§ **EXERCISE GOAL**:
Copy the passage about trying to lose weight between "There are some" and "at great risk.", inclusive, and replace "carbohydrates" with "carbs".
PASSAGE PROVIDED START
Do you have a phrase that makes your entire body tense up whenever you hear it? Maybe it’s something profoundly stupid, or hilariously wrong, but whatever it is, hearing those words make your blood pressure rise. For me, that’s the feeling I get whenever I hear someone say they’re “trying to lose weight.” It encapsulates so many saddening ills of the modern age, not least being our permanent dissatisfaction with our bodies. It also reflects a lack of understanding of how to set reasonable goals and how to achieve them.
For some reason, our society has such a warped view of self-improvement that the first instinct many people have is to lose a large amount of weight. They don’t seem to care how they lose the weight, or what kind of weight they lose: just that they drop an arbitrary amount of pounds. This incredibly short-sighted thinking is what leads to fad diets, eating disorders, and body dysphoria, all of which wreak havoc on our health and on our self-esteem.
There are some very extreme diets people will try where they cut out large parts of a normal healthy diet, including essential muscle protein, to cause dramatic body changes in a short amount of time. One such diet has people cut out all carbohydrates from their food intake. This causes the body to take nutrients from other parts of the body, such as ketones in protein, in a process called ketosis. Ketosis causes the body to lose weight at a fast rate but it fundamentally changes the body’s chemistry and puts the individual at great risk.
PASSAGE PROVIDED END
SOURCE DATA START
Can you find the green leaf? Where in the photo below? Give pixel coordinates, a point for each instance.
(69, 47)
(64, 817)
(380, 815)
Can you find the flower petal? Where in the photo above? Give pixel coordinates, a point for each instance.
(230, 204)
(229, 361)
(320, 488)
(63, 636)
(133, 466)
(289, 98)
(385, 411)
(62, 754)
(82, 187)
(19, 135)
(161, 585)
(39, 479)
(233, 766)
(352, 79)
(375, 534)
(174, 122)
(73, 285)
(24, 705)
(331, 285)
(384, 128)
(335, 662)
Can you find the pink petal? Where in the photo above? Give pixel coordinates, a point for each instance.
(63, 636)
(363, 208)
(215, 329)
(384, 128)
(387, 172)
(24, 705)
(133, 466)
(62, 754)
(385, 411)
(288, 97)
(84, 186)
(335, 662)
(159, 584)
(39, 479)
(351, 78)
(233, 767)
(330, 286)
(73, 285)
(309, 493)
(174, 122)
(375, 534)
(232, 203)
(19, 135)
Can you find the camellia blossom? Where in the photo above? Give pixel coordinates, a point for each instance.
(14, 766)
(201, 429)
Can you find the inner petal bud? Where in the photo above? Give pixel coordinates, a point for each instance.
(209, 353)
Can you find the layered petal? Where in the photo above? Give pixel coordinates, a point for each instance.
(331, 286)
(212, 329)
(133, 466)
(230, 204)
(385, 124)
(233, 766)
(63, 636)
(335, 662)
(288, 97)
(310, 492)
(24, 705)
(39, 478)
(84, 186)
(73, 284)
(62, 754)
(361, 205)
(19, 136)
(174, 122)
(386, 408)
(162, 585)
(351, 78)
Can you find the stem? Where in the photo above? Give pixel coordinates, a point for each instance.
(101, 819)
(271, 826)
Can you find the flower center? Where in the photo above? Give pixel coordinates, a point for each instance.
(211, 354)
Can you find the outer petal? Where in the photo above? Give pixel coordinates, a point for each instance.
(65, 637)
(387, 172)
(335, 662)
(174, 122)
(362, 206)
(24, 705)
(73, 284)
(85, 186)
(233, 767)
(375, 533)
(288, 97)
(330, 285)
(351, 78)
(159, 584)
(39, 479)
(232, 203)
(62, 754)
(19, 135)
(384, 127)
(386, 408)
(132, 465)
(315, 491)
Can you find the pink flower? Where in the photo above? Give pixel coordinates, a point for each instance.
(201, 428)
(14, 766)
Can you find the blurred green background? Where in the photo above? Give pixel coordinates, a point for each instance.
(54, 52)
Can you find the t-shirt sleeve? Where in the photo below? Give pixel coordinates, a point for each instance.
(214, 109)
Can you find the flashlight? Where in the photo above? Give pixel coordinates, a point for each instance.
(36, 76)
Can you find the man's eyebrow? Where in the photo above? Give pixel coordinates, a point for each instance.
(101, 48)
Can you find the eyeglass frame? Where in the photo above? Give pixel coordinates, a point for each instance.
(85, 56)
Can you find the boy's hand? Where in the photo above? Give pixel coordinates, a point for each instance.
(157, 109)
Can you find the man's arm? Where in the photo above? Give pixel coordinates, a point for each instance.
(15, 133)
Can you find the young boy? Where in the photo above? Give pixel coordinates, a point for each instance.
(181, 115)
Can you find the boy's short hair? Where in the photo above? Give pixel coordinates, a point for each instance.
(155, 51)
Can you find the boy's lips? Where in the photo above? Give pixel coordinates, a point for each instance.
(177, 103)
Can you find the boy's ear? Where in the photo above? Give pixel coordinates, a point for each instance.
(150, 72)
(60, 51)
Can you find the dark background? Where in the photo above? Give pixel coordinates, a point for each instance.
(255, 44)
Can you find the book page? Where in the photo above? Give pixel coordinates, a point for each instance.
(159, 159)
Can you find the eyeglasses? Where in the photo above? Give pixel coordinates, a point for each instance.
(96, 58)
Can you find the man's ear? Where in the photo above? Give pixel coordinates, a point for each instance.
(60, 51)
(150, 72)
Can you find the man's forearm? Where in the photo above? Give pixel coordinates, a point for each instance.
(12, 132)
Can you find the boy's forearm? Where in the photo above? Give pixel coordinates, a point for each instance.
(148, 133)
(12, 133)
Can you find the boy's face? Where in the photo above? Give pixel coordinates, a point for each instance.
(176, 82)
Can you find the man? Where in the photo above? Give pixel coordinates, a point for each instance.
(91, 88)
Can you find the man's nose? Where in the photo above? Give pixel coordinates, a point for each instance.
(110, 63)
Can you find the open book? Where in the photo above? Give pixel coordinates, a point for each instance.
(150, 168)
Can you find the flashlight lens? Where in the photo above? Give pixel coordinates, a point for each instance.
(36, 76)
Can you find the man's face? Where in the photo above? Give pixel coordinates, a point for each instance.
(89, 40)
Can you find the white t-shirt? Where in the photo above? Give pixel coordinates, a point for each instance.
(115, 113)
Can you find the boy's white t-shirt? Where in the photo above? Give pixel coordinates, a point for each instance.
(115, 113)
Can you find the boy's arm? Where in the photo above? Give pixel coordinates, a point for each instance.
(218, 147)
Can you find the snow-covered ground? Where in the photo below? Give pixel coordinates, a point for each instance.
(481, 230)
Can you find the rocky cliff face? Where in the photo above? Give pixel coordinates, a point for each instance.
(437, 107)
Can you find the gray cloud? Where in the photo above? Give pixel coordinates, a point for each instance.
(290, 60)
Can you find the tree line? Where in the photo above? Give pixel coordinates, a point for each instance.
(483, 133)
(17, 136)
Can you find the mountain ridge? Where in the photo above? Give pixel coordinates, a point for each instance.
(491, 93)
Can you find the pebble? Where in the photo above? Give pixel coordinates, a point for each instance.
SOURCE DATA END
§ **YOUR SOLUTION**:
There are some very extreme diets people will try where they cut out large parts of a normal healthy diet, including essential muscle protein, to cause dramatic body changes in a short amount of time. One such diet has people cut out all carbs from their food intake. This causes the body to take nutrients from other parts of the body, such as ketones in protein, in a process called ketosis. Ketosis causes the body to lose weight at a fast rate but it fundamentally changes the body’s chemistry and puts the individual at great risk.